Records supplied
┄┄┄┄┄┄┄┄┄┄
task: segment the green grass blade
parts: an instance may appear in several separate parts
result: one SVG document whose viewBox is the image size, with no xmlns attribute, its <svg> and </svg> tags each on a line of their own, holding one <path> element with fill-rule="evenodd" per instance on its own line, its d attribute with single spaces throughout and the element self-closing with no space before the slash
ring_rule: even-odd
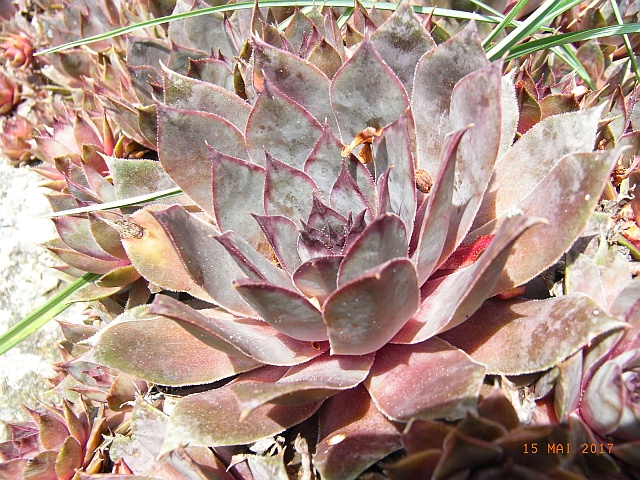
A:
<svg viewBox="0 0 640 480">
<path fill-rule="evenodd" d="M 580 30 L 577 32 L 562 33 L 549 37 L 531 40 L 522 45 L 516 45 L 511 49 L 506 59 L 511 60 L 522 55 L 528 55 L 540 50 L 545 50 L 568 43 L 582 42 L 594 38 L 611 37 L 614 35 L 624 35 L 629 33 L 640 33 L 640 23 L 626 23 L 624 25 L 610 25 L 607 27 L 593 28 L 590 30 Z"/>
<path fill-rule="evenodd" d="M 618 25 L 623 25 L 622 15 L 620 15 L 618 4 L 615 2 L 615 0 L 611 0 L 610 3 Z M 629 55 L 629 60 L 631 60 L 631 70 L 633 70 L 633 74 L 636 76 L 636 82 L 640 83 L 640 71 L 638 71 L 638 62 L 636 61 L 636 56 L 633 53 L 633 47 L 631 47 L 629 36 L 626 34 L 622 35 L 622 40 L 624 42 L 624 48 L 627 50 L 627 55 Z"/>
<path fill-rule="evenodd" d="M 338 20 L 336 20 L 336 23 L 338 24 L 338 28 L 344 28 L 344 26 L 347 24 L 347 22 L 351 18 L 351 15 L 353 15 L 354 11 L 355 11 L 355 8 L 353 7 L 344 9 L 344 12 L 342 12 L 342 15 L 338 17 Z"/>
<path fill-rule="evenodd" d="M 398 4 L 391 2 L 360 2 L 365 8 L 371 8 L 375 4 L 378 10 L 395 10 L 398 8 Z M 264 0 L 259 2 L 260 7 L 312 7 L 317 5 L 317 0 L 297 0 L 297 1 L 282 1 L 282 0 Z M 323 6 L 326 7 L 338 7 L 338 8 L 351 8 L 353 7 L 353 1 L 351 0 L 324 0 L 322 2 Z M 126 27 L 116 28 L 115 30 L 111 30 L 109 32 L 101 33 L 99 35 L 93 35 L 91 37 L 82 38 L 79 40 L 75 40 L 73 42 L 65 43 L 64 45 L 59 45 L 57 47 L 47 48 L 40 52 L 36 52 L 35 55 L 46 55 L 49 53 L 60 52 L 62 50 L 66 50 L 72 47 L 79 47 L 81 45 L 87 45 L 89 43 L 97 42 L 100 40 L 107 40 L 109 38 L 117 37 L 119 35 L 124 35 L 125 33 L 135 32 L 136 30 L 140 30 L 141 28 L 153 27 L 156 25 L 162 25 L 164 23 L 172 22 L 174 20 L 184 20 L 185 18 L 191 18 L 198 15 L 207 15 L 210 13 L 227 13 L 234 12 L 236 10 L 248 10 L 253 8 L 253 2 L 242 2 L 242 3 L 234 3 L 234 4 L 225 4 L 218 5 L 216 7 L 207 7 L 199 10 L 193 10 L 190 12 L 182 12 L 177 14 L 167 15 L 166 17 L 153 18 L 151 20 L 146 20 L 144 22 L 135 23 L 133 25 L 128 25 Z M 480 15 L 477 13 L 464 12 L 460 10 L 451 10 L 447 8 L 433 8 L 433 7 L 422 7 L 422 6 L 413 6 L 414 11 L 418 13 L 429 14 L 433 11 L 433 15 L 436 17 L 444 17 L 444 18 L 456 18 L 458 20 L 475 20 L 477 22 L 484 23 L 498 23 L 500 22 L 500 18 L 495 16 L 488 15 Z"/>
<path fill-rule="evenodd" d="M 63 217 L 65 215 L 78 215 L 80 213 L 98 212 L 102 210 L 113 210 L 114 208 L 133 207 L 142 203 L 152 202 L 154 200 L 160 200 L 161 198 L 175 197 L 180 195 L 182 190 L 178 187 L 169 188 L 167 190 L 160 190 L 154 193 L 148 193 L 146 195 L 138 195 L 137 197 L 124 198 L 122 200 L 114 200 L 113 202 L 95 203 L 86 207 L 72 208 L 70 210 L 61 210 L 48 215 L 43 215 L 44 218 Z"/>
<path fill-rule="evenodd" d="M 578 60 L 578 57 L 576 57 L 576 55 L 571 51 L 571 49 L 567 45 L 562 45 L 560 47 L 553 47 L 551 51 L 555 53 L 558 57 L 560 57 L 564 63 L 569 65 L 571 68 L 573 68 L 578 74 L 578 76 L 584 81 L 584 83 L 587 84 L 587 86 L 591 90 L 596 89 L 596 84 L 593 82 L 593 80 L 589 76 L 589 73 L 584 68 L 582 63 L 580 63 L 580 60 Z"/>
<path fill-rule="evenodd" d="M 491 42 L 493 42 L 493 40 L 495 40 L 495 38 L 500 35 L 500 33 L 509 25 L 511 25 L 511 22 L 513 21 L 513 19 L 516 17 L 516 15 L 518 14 L 518 12 L 520 12 L 520 10 L 522 10 L 522 7 L 524 7 L 527 2 L 529 0 L 519 0 L 519 2 L 515 5 L 515 7 L 513 7 L 509 13 L 507 14 L 506 17 L 504 17 L 502 19 L 502 21 L 495 26 L 495 28 L 493 30 L 491 30 L 491 32 L 489 33 L 489 35 L 486 36 L 486 38 L 482 41 L 482 47 L 486 50 L 487 47 L 491 44 Z"/>
<path fill-rule="evenodd" d="M 520 23 L 520 25 L 509 33 L 509 35 L 489 48 L 487 50 L 487 57 L 491 61 L 497 60 L 507 52 L 512 51 L 519 42 L 533 35 L 541 27 L 553 20 L 553 18 L 579 3 L 579 0 L 564 0 L 561 2 L 557 0 L 547 0 L 529 15 L 524 22 Z"/>
<path fill-rule="evenodd" d="M 0 355 L 10 348 L 15 347 L 49 320 L 52 320 L 56 315 L 66 310 L 69 305 L 71 305 L 68 301 L 69 297 L 98 278 L 100 278 L 100 275 L 96 273 L 83 275 L 64 290 L 54 295 L 44 305 L 31 312 L 0 335 Z"/>
</svg>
┄┄┄┄┄┄┄┄┄┄
Take the word "viewBox" and find each line of the material that contains it. Copy those lines.

Result below
result: one SVG document whose viewBox is the image size, with no xmlns attribute, its <svg> and </svg> tags each on a line of their own, holding one <path> element with fill-rule="evenodd" per instance on its own line, its d attribute with single spaces throughout and the element self-closing with no space before the slash
<svg viewBox="0 0 640 480">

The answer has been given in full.